* [What this task involves]: Extract every line of the rows that contains the string "item", and copy each one without changes.

——————————

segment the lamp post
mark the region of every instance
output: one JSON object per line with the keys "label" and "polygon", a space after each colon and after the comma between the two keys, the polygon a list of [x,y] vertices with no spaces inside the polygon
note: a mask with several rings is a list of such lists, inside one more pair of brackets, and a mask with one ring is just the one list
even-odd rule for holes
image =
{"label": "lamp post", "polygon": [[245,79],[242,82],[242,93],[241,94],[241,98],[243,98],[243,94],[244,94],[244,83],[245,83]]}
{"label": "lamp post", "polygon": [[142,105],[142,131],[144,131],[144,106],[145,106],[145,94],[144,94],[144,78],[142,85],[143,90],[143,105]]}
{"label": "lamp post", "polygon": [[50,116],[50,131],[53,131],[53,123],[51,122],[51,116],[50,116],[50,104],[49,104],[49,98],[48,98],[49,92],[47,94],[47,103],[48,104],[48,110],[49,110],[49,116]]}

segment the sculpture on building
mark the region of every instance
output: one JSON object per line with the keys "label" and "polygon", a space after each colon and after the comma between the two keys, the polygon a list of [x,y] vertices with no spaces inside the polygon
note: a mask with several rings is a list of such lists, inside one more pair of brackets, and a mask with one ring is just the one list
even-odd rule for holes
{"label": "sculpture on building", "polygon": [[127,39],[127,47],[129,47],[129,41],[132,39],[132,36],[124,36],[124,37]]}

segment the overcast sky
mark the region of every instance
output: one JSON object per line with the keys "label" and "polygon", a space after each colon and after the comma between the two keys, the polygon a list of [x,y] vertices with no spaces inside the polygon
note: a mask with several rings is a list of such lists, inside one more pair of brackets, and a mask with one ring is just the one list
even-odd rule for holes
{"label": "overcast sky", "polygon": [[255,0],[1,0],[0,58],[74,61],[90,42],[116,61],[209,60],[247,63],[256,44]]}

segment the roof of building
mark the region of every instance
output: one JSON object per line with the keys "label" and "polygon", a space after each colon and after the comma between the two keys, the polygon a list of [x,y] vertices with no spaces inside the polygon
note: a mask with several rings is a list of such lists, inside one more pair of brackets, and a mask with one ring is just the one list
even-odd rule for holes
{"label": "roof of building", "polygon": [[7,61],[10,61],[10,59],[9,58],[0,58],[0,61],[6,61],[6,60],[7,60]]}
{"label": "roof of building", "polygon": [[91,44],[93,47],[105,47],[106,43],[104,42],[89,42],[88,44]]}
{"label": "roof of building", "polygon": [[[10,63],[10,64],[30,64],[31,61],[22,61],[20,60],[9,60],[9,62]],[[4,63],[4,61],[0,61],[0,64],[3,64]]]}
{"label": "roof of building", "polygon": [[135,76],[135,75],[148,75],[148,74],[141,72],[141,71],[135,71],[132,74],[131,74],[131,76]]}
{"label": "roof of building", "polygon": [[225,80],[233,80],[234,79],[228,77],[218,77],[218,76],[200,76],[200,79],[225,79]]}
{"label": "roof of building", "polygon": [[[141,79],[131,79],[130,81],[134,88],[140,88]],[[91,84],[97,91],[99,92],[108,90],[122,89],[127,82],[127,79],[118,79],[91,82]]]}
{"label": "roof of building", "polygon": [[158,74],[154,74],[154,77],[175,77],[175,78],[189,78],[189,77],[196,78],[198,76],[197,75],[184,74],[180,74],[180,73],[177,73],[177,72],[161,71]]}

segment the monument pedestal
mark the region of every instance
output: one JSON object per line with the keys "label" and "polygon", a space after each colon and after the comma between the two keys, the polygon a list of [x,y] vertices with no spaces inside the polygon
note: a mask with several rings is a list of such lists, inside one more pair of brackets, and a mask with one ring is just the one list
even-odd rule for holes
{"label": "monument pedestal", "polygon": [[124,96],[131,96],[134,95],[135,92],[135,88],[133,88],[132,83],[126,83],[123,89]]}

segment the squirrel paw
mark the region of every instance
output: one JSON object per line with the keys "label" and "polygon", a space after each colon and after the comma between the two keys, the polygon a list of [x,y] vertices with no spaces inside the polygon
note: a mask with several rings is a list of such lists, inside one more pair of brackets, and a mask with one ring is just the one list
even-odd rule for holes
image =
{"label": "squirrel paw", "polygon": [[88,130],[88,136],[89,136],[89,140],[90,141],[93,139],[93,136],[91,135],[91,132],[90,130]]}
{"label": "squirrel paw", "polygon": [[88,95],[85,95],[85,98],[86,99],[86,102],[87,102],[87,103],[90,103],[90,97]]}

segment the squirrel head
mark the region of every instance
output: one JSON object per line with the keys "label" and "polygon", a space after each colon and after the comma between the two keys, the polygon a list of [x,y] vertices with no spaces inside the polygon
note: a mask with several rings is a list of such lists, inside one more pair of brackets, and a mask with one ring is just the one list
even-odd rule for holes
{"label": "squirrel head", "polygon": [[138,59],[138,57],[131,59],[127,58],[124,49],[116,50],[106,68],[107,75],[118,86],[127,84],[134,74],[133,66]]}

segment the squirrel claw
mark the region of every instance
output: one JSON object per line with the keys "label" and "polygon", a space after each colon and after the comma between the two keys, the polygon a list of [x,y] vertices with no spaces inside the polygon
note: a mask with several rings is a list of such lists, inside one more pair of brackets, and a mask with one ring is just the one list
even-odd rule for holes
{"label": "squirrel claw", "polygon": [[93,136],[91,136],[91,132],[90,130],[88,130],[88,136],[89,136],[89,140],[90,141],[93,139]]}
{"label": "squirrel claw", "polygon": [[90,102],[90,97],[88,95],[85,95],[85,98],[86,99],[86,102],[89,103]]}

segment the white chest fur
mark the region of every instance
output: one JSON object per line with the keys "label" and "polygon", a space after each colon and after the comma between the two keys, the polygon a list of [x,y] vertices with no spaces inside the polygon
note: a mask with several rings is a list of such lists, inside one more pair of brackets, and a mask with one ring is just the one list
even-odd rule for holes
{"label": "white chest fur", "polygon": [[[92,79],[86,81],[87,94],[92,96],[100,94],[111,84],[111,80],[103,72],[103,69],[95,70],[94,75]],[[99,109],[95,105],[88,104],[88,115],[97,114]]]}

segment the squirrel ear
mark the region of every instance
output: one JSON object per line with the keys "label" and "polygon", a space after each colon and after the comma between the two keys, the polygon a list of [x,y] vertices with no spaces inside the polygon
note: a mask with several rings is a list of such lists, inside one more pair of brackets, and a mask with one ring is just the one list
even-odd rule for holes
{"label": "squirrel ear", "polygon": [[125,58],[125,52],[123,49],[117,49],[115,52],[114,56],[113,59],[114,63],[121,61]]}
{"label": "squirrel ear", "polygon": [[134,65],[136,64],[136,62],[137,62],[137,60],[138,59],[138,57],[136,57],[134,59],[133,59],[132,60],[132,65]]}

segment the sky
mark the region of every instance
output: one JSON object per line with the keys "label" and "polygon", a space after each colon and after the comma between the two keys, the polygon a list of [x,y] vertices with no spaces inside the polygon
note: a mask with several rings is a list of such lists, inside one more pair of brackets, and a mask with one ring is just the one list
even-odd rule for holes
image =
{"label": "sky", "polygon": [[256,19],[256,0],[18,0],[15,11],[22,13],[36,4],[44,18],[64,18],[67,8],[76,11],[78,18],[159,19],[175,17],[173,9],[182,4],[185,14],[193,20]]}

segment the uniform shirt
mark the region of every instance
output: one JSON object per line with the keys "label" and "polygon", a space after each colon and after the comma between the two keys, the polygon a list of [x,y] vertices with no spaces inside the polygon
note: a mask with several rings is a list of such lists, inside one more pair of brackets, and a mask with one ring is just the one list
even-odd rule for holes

——————————

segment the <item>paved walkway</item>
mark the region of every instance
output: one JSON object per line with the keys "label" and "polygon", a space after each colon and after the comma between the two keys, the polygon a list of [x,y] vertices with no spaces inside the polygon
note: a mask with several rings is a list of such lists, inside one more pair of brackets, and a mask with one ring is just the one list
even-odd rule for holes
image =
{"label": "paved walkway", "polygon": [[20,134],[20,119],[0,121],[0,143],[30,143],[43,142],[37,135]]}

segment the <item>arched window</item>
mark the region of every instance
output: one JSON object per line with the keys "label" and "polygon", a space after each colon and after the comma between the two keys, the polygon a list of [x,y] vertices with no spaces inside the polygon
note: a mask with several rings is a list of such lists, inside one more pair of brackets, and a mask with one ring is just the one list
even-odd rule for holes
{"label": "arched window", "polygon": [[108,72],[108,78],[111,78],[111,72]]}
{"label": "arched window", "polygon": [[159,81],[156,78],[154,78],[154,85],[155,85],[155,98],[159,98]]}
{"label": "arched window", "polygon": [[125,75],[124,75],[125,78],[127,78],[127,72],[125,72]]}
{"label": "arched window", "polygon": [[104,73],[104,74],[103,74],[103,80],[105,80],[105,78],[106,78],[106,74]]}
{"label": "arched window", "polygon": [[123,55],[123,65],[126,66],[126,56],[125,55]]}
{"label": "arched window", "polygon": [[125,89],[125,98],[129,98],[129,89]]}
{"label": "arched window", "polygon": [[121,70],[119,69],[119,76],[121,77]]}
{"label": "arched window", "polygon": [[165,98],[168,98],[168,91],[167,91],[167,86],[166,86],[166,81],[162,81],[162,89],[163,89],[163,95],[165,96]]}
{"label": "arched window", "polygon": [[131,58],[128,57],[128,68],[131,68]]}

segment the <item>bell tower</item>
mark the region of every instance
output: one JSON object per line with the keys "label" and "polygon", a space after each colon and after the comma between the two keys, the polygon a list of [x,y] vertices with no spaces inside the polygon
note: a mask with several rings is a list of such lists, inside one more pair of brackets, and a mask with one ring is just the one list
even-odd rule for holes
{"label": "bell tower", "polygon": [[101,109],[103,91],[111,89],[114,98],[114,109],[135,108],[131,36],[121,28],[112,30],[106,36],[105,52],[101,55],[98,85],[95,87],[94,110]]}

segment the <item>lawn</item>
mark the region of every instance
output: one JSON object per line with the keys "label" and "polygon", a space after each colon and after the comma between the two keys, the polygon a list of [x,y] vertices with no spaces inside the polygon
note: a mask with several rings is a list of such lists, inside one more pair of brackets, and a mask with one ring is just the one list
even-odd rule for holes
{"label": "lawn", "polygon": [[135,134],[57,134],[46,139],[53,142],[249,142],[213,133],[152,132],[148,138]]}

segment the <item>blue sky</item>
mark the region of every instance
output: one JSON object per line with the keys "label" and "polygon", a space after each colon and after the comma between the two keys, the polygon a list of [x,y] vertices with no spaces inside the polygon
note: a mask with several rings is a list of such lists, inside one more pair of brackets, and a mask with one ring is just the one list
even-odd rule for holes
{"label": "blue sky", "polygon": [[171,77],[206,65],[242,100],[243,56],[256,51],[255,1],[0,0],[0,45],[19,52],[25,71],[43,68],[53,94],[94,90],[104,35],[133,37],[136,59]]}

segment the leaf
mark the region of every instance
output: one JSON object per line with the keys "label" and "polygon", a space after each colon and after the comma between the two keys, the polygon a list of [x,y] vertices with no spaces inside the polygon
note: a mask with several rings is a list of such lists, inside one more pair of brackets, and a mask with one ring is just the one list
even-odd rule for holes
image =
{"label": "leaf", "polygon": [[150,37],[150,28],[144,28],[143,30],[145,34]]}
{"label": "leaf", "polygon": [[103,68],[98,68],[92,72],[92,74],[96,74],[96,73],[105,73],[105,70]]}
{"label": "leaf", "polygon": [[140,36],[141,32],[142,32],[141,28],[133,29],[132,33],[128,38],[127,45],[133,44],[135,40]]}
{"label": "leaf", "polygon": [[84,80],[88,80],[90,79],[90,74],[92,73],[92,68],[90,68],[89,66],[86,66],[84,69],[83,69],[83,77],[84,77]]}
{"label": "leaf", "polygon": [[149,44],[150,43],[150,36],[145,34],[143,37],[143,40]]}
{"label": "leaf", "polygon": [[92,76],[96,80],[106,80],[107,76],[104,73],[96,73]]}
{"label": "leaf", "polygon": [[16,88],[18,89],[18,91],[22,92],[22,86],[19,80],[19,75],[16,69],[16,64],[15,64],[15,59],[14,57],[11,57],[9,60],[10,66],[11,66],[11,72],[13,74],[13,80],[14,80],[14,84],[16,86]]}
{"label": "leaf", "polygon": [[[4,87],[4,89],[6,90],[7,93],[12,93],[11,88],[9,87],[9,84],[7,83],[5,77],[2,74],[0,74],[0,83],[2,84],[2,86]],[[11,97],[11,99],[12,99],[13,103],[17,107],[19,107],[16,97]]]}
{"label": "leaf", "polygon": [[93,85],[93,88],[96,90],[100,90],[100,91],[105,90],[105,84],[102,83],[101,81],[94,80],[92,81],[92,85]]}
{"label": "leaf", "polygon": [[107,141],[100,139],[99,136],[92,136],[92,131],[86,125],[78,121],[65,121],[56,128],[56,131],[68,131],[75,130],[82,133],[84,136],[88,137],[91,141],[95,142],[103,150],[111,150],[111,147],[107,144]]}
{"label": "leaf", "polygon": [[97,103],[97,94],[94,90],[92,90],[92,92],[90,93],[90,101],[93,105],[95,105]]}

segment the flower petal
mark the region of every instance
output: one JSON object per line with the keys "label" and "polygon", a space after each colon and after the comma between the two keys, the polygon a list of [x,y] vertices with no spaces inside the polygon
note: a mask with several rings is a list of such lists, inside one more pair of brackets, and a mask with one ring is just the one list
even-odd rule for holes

——————————

* [Solution below]:
segment the <item>paved walkway</item>
segment the <item>arched window</item>
segment the <item>bell tower</item>
segment the <item>lawn</item>
segment the <item>blue sky</item>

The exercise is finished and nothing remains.